> _Records shown_
━━━━━━━━━━

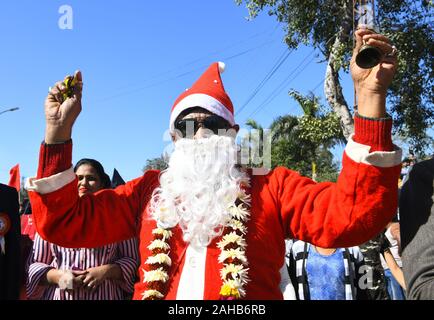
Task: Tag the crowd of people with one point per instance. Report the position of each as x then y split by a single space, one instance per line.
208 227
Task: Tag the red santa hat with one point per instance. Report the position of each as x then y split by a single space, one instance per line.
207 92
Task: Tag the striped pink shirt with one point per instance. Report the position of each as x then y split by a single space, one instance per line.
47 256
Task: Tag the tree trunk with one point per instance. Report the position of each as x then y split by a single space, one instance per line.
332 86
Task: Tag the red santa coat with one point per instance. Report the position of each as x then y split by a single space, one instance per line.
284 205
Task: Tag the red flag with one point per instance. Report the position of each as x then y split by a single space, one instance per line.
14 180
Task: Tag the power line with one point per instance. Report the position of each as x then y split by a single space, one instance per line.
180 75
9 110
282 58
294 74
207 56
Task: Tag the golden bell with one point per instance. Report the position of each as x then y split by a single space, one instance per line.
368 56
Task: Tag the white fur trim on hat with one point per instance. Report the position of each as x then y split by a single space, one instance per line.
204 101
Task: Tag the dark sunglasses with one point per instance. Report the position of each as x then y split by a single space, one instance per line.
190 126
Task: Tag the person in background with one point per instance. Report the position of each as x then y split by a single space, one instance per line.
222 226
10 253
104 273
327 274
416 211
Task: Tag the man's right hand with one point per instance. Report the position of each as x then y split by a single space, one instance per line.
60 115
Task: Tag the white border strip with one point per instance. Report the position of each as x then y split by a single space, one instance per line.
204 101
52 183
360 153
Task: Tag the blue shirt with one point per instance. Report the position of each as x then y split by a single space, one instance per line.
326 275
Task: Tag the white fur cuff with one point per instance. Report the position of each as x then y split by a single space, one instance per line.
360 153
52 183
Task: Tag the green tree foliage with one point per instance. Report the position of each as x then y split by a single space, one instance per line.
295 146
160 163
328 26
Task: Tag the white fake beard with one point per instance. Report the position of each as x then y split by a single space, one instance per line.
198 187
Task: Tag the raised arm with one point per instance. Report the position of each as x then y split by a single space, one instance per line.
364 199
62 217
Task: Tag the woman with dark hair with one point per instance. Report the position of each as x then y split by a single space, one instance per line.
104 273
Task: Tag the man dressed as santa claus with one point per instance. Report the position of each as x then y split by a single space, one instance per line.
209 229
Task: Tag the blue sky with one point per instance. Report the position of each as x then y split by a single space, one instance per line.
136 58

━━━━━━━━━━

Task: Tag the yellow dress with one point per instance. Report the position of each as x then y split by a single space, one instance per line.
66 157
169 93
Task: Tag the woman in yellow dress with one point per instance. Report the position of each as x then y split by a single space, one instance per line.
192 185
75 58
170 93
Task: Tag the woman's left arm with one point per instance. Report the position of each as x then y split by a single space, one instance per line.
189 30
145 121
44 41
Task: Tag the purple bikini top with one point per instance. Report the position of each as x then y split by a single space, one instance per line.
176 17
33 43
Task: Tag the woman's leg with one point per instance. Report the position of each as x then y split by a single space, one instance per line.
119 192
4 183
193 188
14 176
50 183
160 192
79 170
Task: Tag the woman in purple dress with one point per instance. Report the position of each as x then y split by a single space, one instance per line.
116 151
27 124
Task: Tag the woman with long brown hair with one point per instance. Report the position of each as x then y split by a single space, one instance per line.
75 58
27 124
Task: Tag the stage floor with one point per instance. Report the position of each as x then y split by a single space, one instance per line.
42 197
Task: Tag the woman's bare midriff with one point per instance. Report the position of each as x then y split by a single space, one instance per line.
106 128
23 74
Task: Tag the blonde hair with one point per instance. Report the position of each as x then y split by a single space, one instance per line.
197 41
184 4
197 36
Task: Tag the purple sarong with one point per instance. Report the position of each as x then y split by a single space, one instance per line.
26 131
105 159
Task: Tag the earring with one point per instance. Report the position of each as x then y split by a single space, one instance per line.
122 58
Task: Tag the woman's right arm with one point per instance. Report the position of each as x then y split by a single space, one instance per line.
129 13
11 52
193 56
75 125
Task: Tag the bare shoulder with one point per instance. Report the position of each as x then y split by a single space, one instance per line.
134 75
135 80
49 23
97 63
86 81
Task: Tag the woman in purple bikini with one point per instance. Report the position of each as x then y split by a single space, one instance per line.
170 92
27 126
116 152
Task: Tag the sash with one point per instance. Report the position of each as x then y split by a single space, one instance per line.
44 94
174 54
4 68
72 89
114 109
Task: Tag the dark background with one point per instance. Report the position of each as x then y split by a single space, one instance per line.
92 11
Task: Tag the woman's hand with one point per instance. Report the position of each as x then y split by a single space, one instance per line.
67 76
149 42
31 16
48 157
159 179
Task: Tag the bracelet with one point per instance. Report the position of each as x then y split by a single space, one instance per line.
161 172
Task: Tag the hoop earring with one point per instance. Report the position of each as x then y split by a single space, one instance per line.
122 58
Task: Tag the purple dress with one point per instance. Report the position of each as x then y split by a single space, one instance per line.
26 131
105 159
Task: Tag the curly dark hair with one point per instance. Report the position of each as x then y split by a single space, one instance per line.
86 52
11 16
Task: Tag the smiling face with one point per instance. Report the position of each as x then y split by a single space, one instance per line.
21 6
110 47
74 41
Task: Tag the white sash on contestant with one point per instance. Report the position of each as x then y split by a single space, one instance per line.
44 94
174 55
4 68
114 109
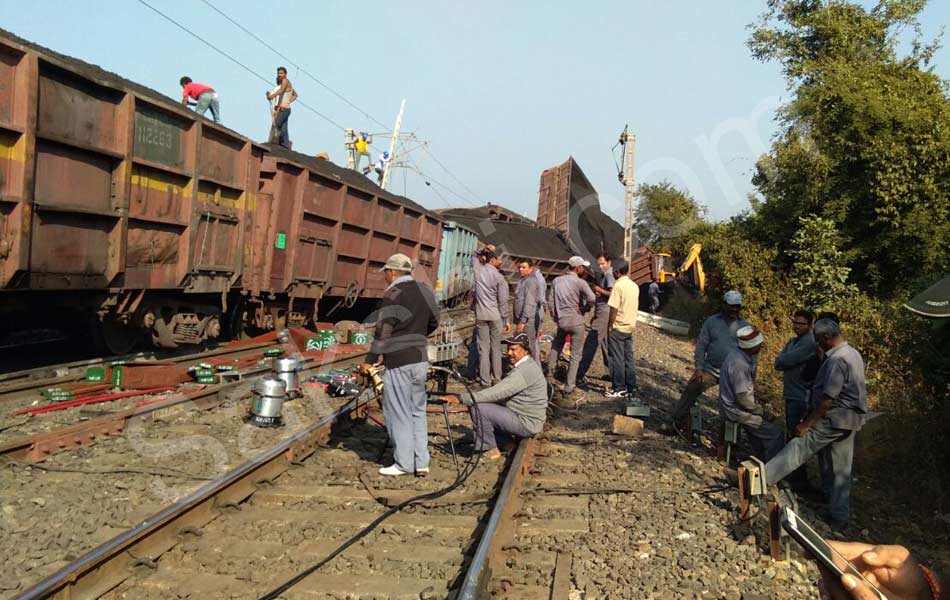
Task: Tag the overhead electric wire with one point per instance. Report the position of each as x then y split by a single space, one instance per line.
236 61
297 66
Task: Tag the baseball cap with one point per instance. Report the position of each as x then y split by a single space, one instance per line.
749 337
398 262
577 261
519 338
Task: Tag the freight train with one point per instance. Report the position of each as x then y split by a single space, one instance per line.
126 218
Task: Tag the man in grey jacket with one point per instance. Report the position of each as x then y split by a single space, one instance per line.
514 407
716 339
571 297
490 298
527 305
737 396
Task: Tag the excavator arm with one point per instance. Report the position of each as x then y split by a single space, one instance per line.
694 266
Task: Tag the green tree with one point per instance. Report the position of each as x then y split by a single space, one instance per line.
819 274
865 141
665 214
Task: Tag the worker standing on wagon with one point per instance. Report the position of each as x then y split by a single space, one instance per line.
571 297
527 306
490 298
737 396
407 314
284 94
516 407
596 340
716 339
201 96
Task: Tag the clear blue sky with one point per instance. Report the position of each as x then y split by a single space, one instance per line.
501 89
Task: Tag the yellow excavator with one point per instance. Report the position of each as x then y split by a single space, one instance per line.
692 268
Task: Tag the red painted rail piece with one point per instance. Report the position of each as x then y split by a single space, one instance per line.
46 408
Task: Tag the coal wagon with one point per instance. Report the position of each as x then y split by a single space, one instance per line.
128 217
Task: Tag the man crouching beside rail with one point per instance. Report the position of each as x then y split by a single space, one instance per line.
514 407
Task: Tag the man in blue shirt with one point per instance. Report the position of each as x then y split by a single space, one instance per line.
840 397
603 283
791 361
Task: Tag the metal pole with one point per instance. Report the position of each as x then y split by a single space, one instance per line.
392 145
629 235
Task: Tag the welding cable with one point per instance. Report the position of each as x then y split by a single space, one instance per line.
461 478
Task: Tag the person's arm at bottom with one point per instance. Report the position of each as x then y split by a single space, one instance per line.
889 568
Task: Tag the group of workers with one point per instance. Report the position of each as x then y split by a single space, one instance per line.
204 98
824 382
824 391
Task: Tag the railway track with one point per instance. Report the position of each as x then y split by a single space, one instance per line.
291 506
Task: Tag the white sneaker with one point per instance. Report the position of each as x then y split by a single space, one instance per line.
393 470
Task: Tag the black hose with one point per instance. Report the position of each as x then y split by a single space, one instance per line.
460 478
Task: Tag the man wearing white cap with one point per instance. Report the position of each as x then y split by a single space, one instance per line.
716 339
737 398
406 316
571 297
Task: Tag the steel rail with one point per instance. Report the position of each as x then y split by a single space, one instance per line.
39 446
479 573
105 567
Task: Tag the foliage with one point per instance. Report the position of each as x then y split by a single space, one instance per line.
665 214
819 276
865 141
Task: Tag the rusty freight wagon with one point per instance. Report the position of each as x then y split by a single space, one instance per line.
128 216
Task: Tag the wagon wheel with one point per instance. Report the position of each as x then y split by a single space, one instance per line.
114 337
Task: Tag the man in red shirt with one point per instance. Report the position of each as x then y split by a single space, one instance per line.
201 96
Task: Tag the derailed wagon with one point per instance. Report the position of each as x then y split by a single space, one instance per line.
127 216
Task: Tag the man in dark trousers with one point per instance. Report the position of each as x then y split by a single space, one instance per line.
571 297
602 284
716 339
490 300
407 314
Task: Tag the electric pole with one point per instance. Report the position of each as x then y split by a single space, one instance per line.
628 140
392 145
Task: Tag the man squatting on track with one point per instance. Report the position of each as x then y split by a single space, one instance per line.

━━━━━━━━━━

> _The request_
Tally the lines in the entries that contain the word "sash". Give only the number.

> _The reply_
2